Segment Start: Selected excerpt

'Take your trash with you' is what a lot of PSA signs in nature trails and camping spots usually read. They are meant to tell hikers to take their litter with them or dispose of it properly to ensure that the trash doesn't accumulate wherever it is.
However, since backpackers are usually alone in the wilderness and do not think anyone's watching, they leave their trash wherever they can - their trash including their own excreta. This is also the case at Denali National Park in Alaska, located on America's tallest mountain of Denali.
In fact, the situation in Denali is so bad that it has accumulated a whopping 66 tonnes of human waste, all frozen oon its surface. And now, it seems the frozen mound of human waste is going to be exposed. The reason? Climate change.
Irrespective of Donald Trump denying it, climate change is very real and its consequences extremely visible. And it is soon going to show up in Denali, in the form of exposed poop - 66 tonnes of it.
Denali has always had a poop problem, and has had a programme to tackle it since 2001, but the issue isn't limited to Denali. Other high-rise mountains, including Everest, have accumulated traces of the climbers who try to reach the top every year, and leave remains of their misdeeds behind - after all, you can't exactly have a portable toilet on the top of a snow-covered mountain.
But melting snow exposing the poop below is not only an aesthetic concern as much as the troubling environmental impact of the exposure.
According to a report in
USA Today, the buried poop is not going to be very different from when it was buried, which means all the bacteria in it will probably still be alive.

Segment End: Selected excerpt
Segment Start: Stored data

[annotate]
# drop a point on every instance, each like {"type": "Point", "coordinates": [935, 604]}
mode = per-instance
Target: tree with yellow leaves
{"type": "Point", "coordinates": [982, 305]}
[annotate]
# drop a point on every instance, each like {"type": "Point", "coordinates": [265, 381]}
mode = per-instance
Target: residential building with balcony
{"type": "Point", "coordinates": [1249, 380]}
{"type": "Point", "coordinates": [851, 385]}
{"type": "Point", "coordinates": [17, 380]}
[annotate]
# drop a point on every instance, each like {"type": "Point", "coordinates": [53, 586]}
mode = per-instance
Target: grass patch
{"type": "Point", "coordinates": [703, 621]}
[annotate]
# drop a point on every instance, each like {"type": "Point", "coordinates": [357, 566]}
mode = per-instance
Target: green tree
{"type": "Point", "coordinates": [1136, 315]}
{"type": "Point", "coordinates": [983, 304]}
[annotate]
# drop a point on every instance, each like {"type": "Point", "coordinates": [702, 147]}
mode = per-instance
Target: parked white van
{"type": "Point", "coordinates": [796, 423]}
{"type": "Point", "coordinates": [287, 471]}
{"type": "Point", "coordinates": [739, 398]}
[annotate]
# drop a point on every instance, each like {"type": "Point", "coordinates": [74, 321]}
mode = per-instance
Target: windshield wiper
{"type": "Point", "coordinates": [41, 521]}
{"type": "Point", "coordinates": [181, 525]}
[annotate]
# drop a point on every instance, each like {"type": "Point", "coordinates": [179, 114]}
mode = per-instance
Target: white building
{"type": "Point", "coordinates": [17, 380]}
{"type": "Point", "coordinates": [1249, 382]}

Segment End: Stored data

**Work to be completed:**
Retype the passage of the Denali waste article above, beginning at the words "However, since backpackers" and stopping after the words "mountain of Denali.".

**Output of the exercise:**
However, since backpackers are usually alone in the wilderness and do not think anyone's watching, they leave their trash wherever they can - their trash including their own excreta. This is also the case at Denali National Park in Alaska, located on America's tallest mountain of Denali.